- **DOCUMENT EXCERPT**:

▼

I don't know if it's just me, maybe other wine rack makers could chime in, but I could never find a "one size fits all" wine rack, or rack design for me and were I wanted to put it. I found a lot of post, here and on the internet about wine racks and stole some idea's that I thought would work for me. I think I got the idea of insetting the cross members from Masta, The 3 tier bottle stacking per shelf on another thread and the idea of not standardizing my widths on the short little pieces that the bottle goes into due to having many size bottles. So i guess my point would be is to look at would others are doing, see what you like and compare that to what your needs are (or will be), then design your rack, it quite easy. When I build my next one next to this one, I will take pictures and post them. *Edited by: jobe05 *


----------



## Wade E (Feb 23, 2007)

I agree, Jobe you have a nice rack!




No really what do you mea about not standardizing widths of short pcs.


----------



## jobe05 (Feb 23, 2007)

LOL....... Glad you asked because I didn't know if I explained that very well. I was talking about those little 1/2" x 1/2" x 9" pieces of wood that go between each bottle. Some racks are a standard with for 750 ML bottles. The smaller bottles will fall through the opening and te larger bottles will overlap them and roll around and not stack very well. So I have one shelf, top on this rack that has closer spacing for those small or thinner bottles (Like my port bottles). One rack that I spaced them further apart for tos wider 2 litre bottles and well made Large 750 ML Chardonnay bottles, and the rest just fit the 750 ML bottles.


----------



## Wade E (Feb 23, 2007)

Okay I thought maybe you just closed your eyes and screwed them were ever they fell!


----------



## NorthernWinos (Feb 23, 2007)

These are the racks we made a couple years ago...they work fine for average sized bottles...






There is a larger Burgundy style bottle that is tight fit, but can still get them in there...

The plans were from Ron Hazelton's Site....

http://www.ronhazelton.com/howto/wine_rack.htm

Drawing from Site...

http://www.ronhazelton.com/images/pdf/winerack.pdf



We made 8 racks that hold 24 bottles each to fit on our shelves...we have the racks 2 deep on the shelves...kind of have to make do with the space we had.

Then I use plastic crates laid on their sides to hold other bottles...those work good to stack Bordeaux [Claret] style bottles


----------



## Wade E (Feb 23, 2007)

▲

- **RECORDS**:

▼

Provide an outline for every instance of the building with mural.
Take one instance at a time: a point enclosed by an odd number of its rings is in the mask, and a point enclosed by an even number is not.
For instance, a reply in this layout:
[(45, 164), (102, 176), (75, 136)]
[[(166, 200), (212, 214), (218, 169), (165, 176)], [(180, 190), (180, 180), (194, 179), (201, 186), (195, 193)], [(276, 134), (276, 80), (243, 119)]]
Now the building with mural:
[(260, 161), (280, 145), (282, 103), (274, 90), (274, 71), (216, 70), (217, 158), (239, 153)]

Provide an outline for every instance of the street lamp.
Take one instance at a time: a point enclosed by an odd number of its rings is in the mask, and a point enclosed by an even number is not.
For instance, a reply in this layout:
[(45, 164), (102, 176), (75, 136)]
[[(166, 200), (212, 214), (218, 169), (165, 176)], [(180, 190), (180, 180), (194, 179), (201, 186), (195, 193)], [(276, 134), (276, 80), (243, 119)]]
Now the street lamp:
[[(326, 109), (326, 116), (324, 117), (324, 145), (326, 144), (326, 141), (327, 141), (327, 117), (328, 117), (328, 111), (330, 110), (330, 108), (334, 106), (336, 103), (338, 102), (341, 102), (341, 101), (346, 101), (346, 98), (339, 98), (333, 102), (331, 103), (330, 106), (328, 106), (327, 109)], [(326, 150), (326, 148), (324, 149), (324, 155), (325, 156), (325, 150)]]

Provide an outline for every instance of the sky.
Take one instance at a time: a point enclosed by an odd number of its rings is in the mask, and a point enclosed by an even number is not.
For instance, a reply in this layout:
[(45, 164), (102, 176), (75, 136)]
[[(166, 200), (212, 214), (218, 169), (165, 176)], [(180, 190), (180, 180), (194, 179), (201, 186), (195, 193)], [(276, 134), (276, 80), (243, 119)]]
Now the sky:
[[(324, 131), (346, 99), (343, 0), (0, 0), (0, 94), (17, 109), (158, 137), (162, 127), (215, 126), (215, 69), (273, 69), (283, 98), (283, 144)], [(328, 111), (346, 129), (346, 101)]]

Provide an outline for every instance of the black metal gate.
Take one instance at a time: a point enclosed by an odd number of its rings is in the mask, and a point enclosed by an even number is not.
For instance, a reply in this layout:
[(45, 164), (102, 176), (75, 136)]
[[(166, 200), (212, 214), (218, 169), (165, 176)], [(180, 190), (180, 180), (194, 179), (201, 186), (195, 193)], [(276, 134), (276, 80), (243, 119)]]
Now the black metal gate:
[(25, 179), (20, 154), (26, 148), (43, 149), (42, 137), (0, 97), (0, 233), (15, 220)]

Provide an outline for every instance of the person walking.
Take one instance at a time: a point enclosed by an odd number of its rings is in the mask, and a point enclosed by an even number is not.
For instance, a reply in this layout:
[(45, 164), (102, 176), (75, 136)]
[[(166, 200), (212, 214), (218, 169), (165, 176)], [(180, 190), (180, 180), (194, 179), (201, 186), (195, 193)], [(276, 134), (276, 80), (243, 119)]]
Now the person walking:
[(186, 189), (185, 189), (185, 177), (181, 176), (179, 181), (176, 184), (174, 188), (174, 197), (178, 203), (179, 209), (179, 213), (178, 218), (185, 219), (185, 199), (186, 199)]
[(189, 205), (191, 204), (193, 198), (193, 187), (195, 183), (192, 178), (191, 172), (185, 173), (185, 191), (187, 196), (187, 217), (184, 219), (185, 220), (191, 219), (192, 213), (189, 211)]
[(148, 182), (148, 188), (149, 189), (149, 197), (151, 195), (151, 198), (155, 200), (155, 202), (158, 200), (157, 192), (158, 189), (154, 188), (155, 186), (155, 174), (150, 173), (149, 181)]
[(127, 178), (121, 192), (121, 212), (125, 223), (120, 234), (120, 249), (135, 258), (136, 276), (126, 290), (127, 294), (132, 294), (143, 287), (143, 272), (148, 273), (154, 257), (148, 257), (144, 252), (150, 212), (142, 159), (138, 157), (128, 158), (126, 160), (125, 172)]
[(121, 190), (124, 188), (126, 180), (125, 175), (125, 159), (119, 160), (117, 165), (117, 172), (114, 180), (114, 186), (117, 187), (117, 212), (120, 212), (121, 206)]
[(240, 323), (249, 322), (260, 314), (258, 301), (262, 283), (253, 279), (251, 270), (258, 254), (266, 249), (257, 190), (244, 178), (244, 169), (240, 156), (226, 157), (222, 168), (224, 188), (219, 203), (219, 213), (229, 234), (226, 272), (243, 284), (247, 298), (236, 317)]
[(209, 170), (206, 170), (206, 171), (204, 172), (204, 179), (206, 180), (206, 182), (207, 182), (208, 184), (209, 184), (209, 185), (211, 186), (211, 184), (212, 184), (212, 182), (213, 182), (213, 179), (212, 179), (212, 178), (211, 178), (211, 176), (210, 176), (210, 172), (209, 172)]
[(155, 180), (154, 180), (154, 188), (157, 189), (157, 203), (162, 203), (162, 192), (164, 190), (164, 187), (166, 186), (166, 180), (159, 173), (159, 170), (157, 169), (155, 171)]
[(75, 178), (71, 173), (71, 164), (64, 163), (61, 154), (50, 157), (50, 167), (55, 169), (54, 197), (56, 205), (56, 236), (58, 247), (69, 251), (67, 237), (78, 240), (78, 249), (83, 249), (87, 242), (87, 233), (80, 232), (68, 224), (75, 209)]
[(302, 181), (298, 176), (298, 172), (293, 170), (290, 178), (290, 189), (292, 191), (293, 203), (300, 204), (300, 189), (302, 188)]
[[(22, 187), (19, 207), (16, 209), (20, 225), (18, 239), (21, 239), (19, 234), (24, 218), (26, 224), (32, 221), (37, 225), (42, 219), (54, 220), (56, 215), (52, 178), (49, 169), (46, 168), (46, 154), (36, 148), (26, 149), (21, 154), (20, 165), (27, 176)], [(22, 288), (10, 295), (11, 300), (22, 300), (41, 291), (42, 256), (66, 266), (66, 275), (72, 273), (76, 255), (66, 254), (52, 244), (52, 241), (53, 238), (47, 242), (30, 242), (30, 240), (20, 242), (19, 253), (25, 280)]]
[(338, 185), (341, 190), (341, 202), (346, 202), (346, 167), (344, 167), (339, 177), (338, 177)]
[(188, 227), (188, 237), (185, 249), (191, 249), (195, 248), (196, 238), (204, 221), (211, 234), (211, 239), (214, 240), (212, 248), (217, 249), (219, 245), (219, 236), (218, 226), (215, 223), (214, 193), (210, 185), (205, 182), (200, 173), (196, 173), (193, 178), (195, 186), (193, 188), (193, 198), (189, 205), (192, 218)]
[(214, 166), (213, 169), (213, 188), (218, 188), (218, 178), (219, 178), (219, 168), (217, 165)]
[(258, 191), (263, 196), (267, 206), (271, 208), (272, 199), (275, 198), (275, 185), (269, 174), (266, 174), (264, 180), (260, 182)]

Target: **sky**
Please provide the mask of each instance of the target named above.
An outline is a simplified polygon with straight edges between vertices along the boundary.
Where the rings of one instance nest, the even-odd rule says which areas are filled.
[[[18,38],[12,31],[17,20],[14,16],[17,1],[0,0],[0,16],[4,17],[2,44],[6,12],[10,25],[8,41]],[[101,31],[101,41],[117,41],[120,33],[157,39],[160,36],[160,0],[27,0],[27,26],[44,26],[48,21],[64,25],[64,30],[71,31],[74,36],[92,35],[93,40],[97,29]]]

▲

- **PROBLEM TO SOLVE**:
Pick up the forum discussion about building wine racks above and continue it from the point where it stops.

- **FINAL ANSWER**:
Very nice NW, went for the scalloped look. Thats a lot of extra but looks awesome.


----------



## NorthernWinos (Feb 23, 2007)

My husband grew up in his Dad's cabinet shop and then worked his first jobs with some old masters in cabinet shops...he makes very nice things, but is way too fussy...everything has to be sanded just right...I hate sanding....and after we used an electric sander that had cylinders I was the one doing the last sanding...only with his approval.

The scallops are very nice, and each 24 bottle rack could stand alone in any setting....there are a few bigger bottles that just fit, but the labels get roughed up a bit...that's a tight fit.

I like the wine rack that has all the little boards that hold each bottle....those are very space efficient, and I would love to have one of those too, but our space is very limited....built the house before we got into winemaking, and skimped a bit on the size of the root cellar...crammed as much as we could into a fairly small house....so it goes.

Seems we have enough storage to fit our production/consumption....



*Edited by: Northern Winos *


----------



## grapeman (Feb 23, 2007)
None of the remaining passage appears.